Qué harás –
Reescribe como tabla Markdown las líneas del material desde la que contiene "of the wooden" hasta la que contiene "pixel 1112 663", ambas incluidas, omitiendo las líneas en blanco. Usa la columna n para el número de fila y la columna Línea para el texto de cada línea.
╭─ Datos almacenados
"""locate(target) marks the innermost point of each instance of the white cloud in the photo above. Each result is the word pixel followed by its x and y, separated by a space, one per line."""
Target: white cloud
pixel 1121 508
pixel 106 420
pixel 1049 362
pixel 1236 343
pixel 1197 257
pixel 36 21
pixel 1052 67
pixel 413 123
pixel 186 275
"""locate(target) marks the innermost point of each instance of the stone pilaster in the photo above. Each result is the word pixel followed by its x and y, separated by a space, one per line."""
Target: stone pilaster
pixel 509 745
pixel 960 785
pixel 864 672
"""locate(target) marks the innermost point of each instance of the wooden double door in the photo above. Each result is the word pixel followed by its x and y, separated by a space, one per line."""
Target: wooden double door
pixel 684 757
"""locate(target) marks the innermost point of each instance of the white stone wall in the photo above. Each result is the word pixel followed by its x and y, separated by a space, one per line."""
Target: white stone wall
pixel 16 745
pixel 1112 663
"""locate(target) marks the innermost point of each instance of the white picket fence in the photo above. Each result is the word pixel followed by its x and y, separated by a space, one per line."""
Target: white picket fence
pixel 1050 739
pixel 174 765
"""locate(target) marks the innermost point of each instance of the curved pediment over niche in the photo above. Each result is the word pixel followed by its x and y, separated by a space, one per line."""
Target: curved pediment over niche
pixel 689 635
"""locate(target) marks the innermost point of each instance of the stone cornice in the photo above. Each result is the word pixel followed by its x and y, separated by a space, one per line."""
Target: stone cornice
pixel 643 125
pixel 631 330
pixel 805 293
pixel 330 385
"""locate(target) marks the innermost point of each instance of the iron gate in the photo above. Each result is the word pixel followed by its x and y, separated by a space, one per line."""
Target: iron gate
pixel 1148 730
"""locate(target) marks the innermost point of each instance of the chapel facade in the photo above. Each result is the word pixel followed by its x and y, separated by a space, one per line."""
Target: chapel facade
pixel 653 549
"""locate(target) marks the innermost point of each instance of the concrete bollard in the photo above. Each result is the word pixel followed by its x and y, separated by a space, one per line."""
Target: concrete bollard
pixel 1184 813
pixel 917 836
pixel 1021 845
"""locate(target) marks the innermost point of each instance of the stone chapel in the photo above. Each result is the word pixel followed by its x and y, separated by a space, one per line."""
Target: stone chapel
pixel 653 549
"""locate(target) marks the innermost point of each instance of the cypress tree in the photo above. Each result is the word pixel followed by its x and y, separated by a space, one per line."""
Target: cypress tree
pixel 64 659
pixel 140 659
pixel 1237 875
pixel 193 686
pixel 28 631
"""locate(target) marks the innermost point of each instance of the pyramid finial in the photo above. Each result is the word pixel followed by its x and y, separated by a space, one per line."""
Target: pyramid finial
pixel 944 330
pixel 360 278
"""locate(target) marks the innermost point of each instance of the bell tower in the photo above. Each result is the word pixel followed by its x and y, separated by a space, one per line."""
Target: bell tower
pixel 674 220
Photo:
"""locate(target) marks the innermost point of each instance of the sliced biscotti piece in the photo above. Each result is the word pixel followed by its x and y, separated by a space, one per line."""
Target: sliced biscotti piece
╰─
Respuesta del ejercicio –
| n | Línea |
|---|---|
| 1 | """locate(target) marks the innermost point of each instance of the wooden double door in the photo above. Each result is the word pixel followed by its x and y, separated by a space, one per line.""" |
| 2 | Target: wooden double door |
| 3 | pixel 684 757 |
| 4 | """locate(target) marks the innermost point of each instance of the white stone wall in the photo above. Each result is the word pixel followed by its x and y, separated by a space, one per line.""" |
| 5 | Target: white stone wall |
| 6 | pixel 16 745 |
| 7 | pixel 1112 663 |